## TASK OBJECTIVE:
Copy out everything in the entries below, from the line containing "Can you locate the wall" down to the last line of the entries, both ends included.

## DATA SUPPLIED:
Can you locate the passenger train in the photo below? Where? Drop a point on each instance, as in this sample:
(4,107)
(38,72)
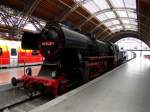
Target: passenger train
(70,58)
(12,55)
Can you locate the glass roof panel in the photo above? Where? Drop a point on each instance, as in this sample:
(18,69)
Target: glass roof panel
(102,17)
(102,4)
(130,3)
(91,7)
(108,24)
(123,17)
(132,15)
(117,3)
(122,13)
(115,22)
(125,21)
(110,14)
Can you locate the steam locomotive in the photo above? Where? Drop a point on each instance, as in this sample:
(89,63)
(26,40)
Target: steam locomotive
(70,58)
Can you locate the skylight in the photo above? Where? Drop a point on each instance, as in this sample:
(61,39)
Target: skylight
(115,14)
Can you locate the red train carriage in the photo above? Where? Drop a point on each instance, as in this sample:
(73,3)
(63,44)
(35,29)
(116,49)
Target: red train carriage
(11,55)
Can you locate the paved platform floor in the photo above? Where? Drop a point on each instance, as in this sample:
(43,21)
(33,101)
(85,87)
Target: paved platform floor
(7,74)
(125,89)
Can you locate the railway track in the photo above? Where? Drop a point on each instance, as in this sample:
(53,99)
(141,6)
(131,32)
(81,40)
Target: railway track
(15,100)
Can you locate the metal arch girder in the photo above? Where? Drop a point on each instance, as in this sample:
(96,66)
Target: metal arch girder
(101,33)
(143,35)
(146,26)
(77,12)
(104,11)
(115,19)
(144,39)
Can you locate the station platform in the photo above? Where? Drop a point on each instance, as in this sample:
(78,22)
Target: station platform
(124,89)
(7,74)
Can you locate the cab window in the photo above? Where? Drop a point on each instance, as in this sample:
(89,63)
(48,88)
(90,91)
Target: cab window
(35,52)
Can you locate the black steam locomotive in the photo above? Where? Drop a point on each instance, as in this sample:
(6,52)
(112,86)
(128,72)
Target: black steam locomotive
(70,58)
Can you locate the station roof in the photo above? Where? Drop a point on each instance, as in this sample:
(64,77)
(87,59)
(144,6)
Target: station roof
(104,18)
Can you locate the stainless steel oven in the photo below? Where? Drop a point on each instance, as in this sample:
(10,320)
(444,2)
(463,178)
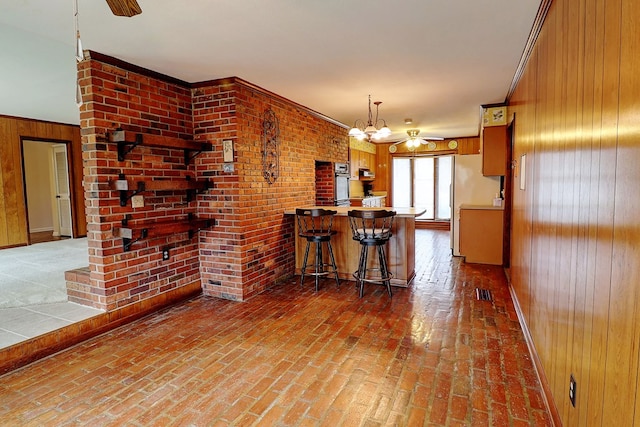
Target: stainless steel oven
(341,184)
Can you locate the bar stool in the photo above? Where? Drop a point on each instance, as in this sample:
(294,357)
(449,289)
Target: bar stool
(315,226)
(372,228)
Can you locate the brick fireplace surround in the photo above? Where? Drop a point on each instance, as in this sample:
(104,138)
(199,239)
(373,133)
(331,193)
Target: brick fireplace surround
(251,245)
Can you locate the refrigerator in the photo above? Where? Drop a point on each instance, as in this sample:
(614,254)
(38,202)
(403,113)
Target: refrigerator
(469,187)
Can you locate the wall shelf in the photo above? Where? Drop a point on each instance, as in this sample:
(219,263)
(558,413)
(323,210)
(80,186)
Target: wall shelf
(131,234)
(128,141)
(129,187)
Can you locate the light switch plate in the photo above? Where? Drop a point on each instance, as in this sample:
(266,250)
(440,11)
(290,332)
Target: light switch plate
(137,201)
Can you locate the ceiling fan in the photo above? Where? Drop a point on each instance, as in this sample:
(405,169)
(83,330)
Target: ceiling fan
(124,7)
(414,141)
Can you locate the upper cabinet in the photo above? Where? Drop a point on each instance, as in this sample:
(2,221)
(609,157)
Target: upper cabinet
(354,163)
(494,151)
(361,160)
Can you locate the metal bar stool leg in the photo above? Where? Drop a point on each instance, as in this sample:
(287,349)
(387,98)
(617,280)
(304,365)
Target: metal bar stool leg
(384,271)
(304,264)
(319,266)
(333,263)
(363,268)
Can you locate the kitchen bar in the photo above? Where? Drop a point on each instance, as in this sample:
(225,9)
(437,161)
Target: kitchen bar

## EXPECTED ANSWER:
Can you locate the wall shelf in the photo above? Where? Drop a point on each instance, as in this sample:
(219,263)
(558,413)
(323,210)
(80,186)
Target: wall shelf
(131,234)
(128,141)
(129,187)
Can you locate the light switch plate in the photo above? Where? Drop a point on each instance, as in this sample:
(266,250)
(440,11)
(290,332)
Target: light switch plate
(137,201)
Can you locate the ceiling fan in the photo above? Where? Drop a point on each instance, as in this sample:
(405,169)
(83,330)
Target: ceiling fan
(124,7)
(414,141)
Can you locate the upper cabinet in the photo above? Where? Drop a point on each instance, as in this sample:
(2,221)
(609,157)
Target: upper cabinet
(354,163)
(494,151)
(361,160)
Can you locate the metal bar stool leg in the photo above? Where? Drop a point on each instance, as in this sample:
(287,349)
(387,98)
(617,280)
(304,365)
Target: metal bar stool leg
(384,271)
(304,264)
(319,266)
(333,263)
(363,268)
Can you locate the kitchen bar in the photo above? Where? Drop a point on each instance, as in this sample:
(225,9)
(437,161)
Target: kitchen bar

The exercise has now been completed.